***** The records

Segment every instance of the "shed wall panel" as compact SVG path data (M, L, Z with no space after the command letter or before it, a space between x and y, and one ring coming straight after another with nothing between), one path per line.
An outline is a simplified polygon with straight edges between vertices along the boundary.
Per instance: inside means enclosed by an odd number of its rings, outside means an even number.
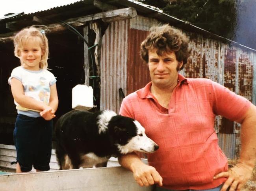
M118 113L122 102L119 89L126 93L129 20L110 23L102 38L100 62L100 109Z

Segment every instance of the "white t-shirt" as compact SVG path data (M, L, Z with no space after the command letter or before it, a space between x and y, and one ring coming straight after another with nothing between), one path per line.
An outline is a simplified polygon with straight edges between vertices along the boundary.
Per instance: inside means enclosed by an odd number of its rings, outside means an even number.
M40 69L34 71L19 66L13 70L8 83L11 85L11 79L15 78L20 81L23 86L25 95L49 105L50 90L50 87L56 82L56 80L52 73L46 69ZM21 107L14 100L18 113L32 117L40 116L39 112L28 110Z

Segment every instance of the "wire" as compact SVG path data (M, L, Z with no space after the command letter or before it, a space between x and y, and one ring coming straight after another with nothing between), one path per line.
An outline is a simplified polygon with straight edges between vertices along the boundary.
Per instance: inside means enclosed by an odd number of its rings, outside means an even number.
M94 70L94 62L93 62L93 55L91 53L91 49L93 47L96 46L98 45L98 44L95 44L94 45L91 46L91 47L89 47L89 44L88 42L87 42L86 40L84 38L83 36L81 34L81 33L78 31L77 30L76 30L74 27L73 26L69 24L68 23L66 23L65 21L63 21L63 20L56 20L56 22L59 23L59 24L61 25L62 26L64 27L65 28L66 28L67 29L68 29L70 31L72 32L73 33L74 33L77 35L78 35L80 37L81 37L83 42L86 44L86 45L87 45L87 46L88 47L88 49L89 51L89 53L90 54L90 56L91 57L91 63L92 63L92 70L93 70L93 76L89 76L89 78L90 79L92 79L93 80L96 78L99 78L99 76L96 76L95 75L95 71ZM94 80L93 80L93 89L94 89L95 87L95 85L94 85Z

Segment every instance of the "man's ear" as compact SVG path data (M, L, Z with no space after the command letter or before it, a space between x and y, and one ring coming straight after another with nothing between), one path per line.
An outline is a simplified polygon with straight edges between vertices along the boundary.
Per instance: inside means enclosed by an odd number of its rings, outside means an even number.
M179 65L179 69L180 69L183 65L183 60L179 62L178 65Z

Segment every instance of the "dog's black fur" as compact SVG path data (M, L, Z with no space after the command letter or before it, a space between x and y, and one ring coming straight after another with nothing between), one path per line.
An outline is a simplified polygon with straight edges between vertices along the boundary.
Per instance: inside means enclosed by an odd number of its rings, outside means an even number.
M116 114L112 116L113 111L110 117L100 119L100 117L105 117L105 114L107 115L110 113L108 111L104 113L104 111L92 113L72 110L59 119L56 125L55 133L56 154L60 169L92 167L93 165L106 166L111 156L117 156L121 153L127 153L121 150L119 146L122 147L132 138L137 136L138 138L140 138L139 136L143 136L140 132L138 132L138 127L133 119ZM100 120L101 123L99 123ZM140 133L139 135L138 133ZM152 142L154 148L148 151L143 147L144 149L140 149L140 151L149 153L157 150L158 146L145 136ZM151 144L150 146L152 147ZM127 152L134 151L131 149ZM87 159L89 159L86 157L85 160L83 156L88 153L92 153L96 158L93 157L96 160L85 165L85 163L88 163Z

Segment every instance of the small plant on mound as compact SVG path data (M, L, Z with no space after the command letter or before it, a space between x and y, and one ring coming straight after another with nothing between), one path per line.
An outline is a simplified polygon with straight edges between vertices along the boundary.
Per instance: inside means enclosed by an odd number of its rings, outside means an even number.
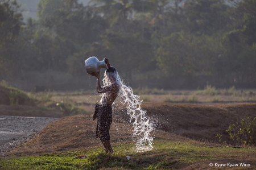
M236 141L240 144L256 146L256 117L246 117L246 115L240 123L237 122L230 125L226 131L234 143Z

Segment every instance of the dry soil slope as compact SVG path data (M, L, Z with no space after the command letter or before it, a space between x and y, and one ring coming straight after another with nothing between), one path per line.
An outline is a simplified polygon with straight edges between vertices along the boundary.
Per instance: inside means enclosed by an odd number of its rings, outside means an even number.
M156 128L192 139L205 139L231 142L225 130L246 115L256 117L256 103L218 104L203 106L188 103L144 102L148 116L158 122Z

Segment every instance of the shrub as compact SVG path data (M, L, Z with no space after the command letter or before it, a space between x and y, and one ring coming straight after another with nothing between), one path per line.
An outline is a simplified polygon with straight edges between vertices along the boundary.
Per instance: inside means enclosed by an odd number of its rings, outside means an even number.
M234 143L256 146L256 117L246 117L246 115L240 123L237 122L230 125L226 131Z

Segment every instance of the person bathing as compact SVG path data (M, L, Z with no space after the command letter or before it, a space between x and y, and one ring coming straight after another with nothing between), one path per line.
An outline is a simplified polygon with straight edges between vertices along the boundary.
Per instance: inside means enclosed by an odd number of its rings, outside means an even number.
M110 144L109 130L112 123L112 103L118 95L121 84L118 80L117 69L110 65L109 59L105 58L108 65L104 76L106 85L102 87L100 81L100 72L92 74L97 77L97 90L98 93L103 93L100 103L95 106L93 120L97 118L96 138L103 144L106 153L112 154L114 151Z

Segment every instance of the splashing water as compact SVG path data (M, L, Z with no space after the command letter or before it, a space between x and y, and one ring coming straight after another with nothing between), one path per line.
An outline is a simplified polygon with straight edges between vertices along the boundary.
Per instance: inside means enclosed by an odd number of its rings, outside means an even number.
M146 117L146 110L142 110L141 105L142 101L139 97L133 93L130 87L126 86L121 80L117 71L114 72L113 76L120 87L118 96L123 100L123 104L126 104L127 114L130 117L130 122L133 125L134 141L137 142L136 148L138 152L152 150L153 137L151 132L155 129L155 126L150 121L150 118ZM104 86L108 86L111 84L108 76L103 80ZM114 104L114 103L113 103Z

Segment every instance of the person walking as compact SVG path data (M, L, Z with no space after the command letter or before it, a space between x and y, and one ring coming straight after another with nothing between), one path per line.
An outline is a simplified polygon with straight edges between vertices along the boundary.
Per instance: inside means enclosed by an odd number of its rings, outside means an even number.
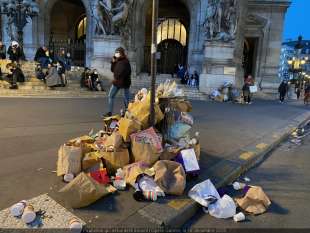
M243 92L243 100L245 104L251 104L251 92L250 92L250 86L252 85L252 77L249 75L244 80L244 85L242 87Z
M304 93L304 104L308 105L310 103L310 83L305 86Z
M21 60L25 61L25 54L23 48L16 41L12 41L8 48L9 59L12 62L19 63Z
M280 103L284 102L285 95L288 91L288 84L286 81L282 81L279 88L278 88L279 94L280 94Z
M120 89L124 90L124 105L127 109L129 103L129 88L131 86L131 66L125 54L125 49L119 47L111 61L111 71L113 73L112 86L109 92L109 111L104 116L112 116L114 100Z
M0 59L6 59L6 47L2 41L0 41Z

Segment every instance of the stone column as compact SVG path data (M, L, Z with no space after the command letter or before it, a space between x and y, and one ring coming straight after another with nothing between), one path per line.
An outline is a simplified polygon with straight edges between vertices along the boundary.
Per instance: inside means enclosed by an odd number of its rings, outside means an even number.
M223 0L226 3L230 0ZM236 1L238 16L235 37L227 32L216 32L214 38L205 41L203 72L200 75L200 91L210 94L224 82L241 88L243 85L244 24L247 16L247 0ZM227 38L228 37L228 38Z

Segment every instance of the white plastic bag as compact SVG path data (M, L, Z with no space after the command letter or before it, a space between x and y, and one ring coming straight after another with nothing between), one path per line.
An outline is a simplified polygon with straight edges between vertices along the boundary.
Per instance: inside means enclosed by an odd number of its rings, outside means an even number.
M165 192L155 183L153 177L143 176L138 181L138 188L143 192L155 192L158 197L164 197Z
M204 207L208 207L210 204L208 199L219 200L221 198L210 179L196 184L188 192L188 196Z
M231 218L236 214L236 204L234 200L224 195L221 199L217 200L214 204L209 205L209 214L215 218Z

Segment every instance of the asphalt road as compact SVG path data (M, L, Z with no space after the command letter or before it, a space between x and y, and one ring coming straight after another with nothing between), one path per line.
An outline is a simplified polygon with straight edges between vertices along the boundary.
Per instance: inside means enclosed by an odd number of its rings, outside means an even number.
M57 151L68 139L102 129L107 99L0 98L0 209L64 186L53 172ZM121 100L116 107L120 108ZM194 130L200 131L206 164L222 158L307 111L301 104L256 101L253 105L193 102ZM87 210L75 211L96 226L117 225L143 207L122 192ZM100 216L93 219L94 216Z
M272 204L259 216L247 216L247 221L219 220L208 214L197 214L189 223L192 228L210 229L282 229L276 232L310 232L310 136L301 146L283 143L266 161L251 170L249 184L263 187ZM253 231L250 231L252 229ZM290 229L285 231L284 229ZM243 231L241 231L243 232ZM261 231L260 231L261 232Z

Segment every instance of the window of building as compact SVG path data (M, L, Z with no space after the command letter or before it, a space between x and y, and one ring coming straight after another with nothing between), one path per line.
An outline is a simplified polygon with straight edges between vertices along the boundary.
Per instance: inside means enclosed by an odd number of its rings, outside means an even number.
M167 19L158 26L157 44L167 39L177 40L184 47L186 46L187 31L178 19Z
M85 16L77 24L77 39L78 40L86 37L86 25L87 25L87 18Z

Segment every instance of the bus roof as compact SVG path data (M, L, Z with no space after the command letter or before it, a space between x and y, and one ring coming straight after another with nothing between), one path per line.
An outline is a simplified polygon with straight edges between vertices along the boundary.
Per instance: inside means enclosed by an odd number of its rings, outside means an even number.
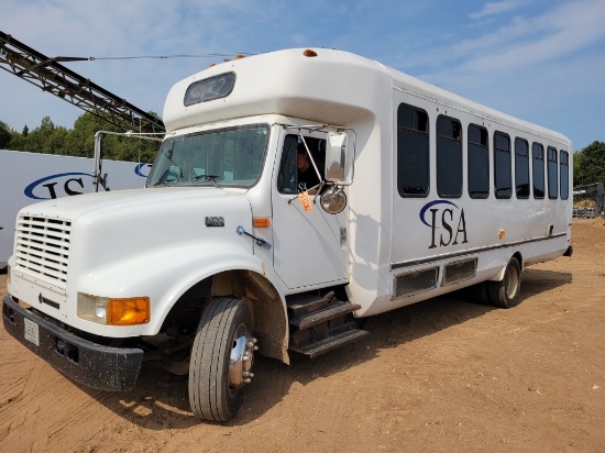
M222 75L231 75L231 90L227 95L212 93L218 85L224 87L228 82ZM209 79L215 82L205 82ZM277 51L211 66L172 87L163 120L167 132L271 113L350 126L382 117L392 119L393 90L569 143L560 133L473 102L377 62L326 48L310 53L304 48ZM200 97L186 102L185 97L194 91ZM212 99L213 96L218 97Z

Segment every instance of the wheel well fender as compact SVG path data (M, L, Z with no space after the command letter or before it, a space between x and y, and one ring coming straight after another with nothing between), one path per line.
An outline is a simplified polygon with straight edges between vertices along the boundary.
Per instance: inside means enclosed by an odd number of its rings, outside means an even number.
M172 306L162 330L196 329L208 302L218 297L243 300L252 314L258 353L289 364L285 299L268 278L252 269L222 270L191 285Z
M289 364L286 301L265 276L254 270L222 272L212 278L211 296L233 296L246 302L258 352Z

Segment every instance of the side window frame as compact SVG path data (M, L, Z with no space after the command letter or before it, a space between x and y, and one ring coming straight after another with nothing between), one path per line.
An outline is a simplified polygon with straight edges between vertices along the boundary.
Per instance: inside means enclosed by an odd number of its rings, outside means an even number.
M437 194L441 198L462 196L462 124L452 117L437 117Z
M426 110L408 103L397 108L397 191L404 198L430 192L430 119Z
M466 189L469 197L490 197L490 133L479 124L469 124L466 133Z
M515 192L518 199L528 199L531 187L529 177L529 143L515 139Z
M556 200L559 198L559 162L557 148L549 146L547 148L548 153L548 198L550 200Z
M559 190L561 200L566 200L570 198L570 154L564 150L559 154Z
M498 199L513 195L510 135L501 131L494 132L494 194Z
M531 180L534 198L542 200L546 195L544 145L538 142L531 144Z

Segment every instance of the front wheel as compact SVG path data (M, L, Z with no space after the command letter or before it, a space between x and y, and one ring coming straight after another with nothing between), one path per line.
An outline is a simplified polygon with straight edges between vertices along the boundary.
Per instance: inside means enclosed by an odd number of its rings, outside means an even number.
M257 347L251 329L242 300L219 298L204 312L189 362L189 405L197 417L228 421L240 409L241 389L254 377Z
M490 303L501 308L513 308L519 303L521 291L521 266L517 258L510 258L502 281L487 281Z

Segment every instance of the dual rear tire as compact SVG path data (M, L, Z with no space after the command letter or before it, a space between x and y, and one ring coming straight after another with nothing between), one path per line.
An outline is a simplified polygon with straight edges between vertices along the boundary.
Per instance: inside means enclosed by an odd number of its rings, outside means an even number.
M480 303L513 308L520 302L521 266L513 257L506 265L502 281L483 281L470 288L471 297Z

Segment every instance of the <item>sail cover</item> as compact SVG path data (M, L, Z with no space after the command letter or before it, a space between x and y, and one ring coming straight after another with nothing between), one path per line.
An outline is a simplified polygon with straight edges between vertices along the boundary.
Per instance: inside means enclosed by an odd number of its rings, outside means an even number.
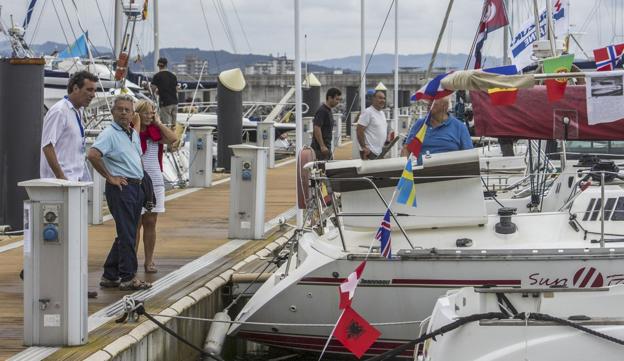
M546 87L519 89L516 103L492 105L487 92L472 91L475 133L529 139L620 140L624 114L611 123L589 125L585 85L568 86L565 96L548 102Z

**********

> Directive
Convert the items from the line with "Segment every instance of the front" through the line with "M490 303L501 308L513" into a two-column CSV with the columns instruction and paths, one row per item. Put each item's text and its answer in one quoted field apiece, with line breaks replaced by spaces.

> Exercise output
instruction,paths
"Segment every instance of the front wheel as compact SVG path data (M, L, Z with no space after the command letter or before it, a space between x and y, and one ring coming straight after another with nothing between), one path per line. An outline is a simplified polygon with straight edges between vertices along the boundary. Per instance: inside means enclosed by an odd number of its rings, outside means an even number.","M257 347L251 329L242 300L219 298L204 312L189 362L189 405L197 417L228 421L240 409L241 389L254 377Z M490 303L501 308L513 308L519 303L521 291L521 266L517 258L510 258L502 281L487 281Z"